Nova Scotians learned two new and startling facts following a meeting of cabinet ministers in Halifax yesterday.
Asked if he plans to stay and fight another election, Premier Stephen McNeil said yes, he’s staying. An hour later, Northern Pulp Nova Scotia issued a statement saying it wants to stay in Nova Scotia. The company is planning to put the mill into indefinite “hibernation” while it attempts to pass an environmental assessment required by the province to construct a new effluent treatment facility. It would replace the one at Boat Harbour the McNeil government ordered closed by January 31, 2020.
“Despite recent set-backs, we remain committed to the province and want to operate in Nova Scotia for the long-term,” reads the statement issued by the media relations department of Northern Pulp Nova Scotia. “We intend to complete an environmental assessment for our proposed effluent treatment facility and are in the process of reviewing the terms of reference. Our team is currently focused on supporting our employees, developing plans for a safe and environmentally responsible hibernation, and working with the Government of Nova Scotia and stakeholders to determine next steps.”
It could take 18 months to two years for the company to complete the Class 1 Environmental Assessment. The premier said the decision taken by Paper Excellence Canada (the parent company of Northern Pulp) does not change the fact production at the mill will cease at the end of this month because the holding ponds next to the Pictou Landing First Nation will no longer be legally available to take the waste.
McNeil made that commitment to Chief Andrea Paul back in 2014 after a pipe broke, spilling effluent. The legislation passed in 2015 to close the Boat Harbour facility makes the province liable for costs (and potentially lost profits) associated with breaking its lease with the 52-year-old mill 10 years early.
“Production will cease on the 31st of this month but what the company is talking about, as an Environmental Assessment going forward, is if they choose to re-start then they would have a path. It’s not uncommon that a plant gets mothballed. It’s in essence winterizing the facility so that it can be dormant for however long. There’s one in Saskatchewan where it’s been 10 years.”

● ● ● ●

● EXERCISE 1
Return the rows unchanged, starting at the line that contains "Pick out each instance of the dark" and ending at the last of the rows.

● DATA IN THIS EXERCISE
● ● ● ●

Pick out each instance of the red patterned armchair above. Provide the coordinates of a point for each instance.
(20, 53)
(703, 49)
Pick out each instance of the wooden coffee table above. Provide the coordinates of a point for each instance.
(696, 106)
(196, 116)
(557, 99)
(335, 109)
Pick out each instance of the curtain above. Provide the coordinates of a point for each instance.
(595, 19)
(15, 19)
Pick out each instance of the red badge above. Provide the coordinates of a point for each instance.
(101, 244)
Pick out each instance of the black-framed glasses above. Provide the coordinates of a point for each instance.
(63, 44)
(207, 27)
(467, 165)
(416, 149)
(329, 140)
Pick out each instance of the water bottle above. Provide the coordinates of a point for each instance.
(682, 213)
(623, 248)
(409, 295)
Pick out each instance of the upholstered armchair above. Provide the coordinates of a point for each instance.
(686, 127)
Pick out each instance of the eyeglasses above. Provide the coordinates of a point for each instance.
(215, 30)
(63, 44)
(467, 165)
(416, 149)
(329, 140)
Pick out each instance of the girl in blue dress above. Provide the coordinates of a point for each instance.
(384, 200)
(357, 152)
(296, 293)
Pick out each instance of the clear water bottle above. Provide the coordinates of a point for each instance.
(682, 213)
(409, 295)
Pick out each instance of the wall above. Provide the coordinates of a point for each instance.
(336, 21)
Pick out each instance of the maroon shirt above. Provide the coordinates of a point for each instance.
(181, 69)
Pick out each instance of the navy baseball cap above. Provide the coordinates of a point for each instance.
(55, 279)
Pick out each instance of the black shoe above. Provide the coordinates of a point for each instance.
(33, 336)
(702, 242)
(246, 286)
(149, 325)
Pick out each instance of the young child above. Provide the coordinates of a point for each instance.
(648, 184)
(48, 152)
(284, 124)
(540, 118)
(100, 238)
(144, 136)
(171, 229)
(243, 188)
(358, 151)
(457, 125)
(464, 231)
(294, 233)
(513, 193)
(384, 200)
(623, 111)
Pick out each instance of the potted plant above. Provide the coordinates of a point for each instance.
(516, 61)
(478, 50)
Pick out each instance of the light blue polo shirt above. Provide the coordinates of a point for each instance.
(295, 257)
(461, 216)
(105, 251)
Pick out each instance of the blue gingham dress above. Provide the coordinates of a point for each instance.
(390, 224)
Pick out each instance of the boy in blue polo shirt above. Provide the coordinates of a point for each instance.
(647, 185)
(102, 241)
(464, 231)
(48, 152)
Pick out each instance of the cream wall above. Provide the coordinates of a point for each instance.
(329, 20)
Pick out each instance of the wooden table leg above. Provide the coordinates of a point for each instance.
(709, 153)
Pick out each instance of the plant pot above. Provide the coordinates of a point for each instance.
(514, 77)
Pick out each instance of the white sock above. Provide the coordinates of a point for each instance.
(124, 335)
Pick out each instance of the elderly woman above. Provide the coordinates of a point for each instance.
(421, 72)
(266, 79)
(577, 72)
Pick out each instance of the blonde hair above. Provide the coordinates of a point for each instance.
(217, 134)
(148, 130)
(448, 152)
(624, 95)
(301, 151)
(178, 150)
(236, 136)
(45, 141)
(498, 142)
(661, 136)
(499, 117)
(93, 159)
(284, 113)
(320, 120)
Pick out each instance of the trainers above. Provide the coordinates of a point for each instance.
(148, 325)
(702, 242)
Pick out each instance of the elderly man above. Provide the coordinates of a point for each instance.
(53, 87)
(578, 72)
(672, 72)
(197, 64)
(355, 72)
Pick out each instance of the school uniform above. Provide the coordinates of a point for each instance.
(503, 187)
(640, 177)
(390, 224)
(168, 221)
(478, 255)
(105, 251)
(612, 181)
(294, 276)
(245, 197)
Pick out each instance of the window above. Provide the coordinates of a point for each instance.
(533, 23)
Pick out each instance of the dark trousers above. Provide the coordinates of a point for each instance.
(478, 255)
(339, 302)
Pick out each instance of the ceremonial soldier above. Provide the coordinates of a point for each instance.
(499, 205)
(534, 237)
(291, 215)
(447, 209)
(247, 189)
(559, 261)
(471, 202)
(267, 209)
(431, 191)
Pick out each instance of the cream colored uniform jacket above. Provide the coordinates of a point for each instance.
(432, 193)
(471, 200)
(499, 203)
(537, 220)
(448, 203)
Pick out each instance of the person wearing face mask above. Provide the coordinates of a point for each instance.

● ● ● ●

● EXERCISE 2
List every year, written as a four-digit number, that the news report on the Northern Pulp mill mentions, in order of appearance.

● TASK RESPONSE 1
Pick out each instance of the dark trousers above. Provide the coordinates of a point for each instance.
(478, 255)
(339, 302)
Pick out each instance of the ceremonial soldier above. Provide the coordinates of a point for each instance.
(499, 205)
(534, 237)
(291, 215)
(447, 209)
(247, 189)
(559, 261)
(471, 202)
(267, 209)
(431, 191)
Pick out each instance of the cream colored uniform jacket above. Provide the coordinates of a point for each instance.
(432, 193)
(471, 200)
(499, 203)
(537, 220)
(448, 203)
Pick out each instance of the person wearing face mask above. Provide the coordinates of a point for each instance.

● TASK RESPONSE 2
2020, 2014, 2015